* **Task objective**
Print every line of the records that follow verbatim, but leave out the pictures.

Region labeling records
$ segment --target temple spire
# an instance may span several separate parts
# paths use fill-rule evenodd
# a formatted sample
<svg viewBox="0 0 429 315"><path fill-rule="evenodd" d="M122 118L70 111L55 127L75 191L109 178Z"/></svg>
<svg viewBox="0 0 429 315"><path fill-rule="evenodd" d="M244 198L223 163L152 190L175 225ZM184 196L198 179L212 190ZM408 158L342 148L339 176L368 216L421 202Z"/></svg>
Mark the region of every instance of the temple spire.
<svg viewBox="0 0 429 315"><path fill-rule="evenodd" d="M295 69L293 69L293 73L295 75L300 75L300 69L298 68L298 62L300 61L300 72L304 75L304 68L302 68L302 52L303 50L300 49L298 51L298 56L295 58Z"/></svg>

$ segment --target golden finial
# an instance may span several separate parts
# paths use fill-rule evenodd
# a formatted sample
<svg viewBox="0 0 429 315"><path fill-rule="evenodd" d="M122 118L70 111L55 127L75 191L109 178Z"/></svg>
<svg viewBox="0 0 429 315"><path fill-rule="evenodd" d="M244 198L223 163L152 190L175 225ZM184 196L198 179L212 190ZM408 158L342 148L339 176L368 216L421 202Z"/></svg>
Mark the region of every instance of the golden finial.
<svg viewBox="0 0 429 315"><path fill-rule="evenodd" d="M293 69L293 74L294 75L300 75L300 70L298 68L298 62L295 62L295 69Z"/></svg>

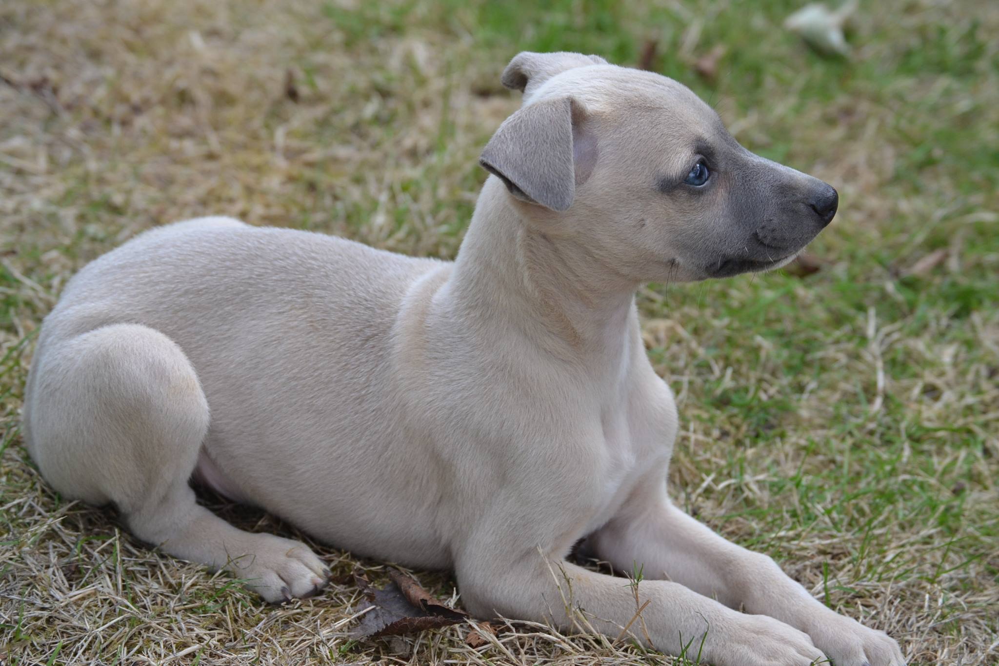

* **Final result**
$ segment --target temple spire
# an instance may span several separate parts
# paths use fill-rule evenodd
# a formatted sample
<svg viewBox="0 0 429 315"><path fill-rule="evenodd" d="M122 118L70 111L55 127L75 191L109 178Z"/></svg>
<svg viewBox="0 0 429 315"><path fill-rule="evenodd" d="M244 198L223 163L152 190L175 225ZM184 196L198 179L212 190ZM408 158L342 148L339 176L368 216L421 202Z"/></svg>
Mark the region of every instance of the temple spire.
<svg viewBox="0 0 429 315"><path fill-rule="evenodd" d="M295 69L293 69L293 73L295 75L300 75L300 69L298 68L298 62L300 61L300 72L304 75L304 68L302 68L302 52L303 50L300 49L298 51L298 56L295 58Z"/></svg>

$ segment --target golden finial
# an instance may span several separate parts
# paths use fill-rule evenodd
# a formatted sample
<svg viewBox="0 0 429 315"><path fill-rule="evenodd" d="M122 118L70 111L55 127L75 191L109 178Z"/></svg>
<svg viewBox="0 0 429 315"><path fill-rule="evenodd" d="M244 198L223 163L152 190L175 225ZM184 196L198 179L212 190ZM408 158L342 148L339 176L368 216L421 202Z"/></svg>
Mark the region of every instance of the golden finial.
<svg viewBox="0 0 429 315"><path fill-rule="evenodd" d="M293 69L293 74L294 75L300 75L300 70L298 68L298 62L295 62L295 69Z"/></svg>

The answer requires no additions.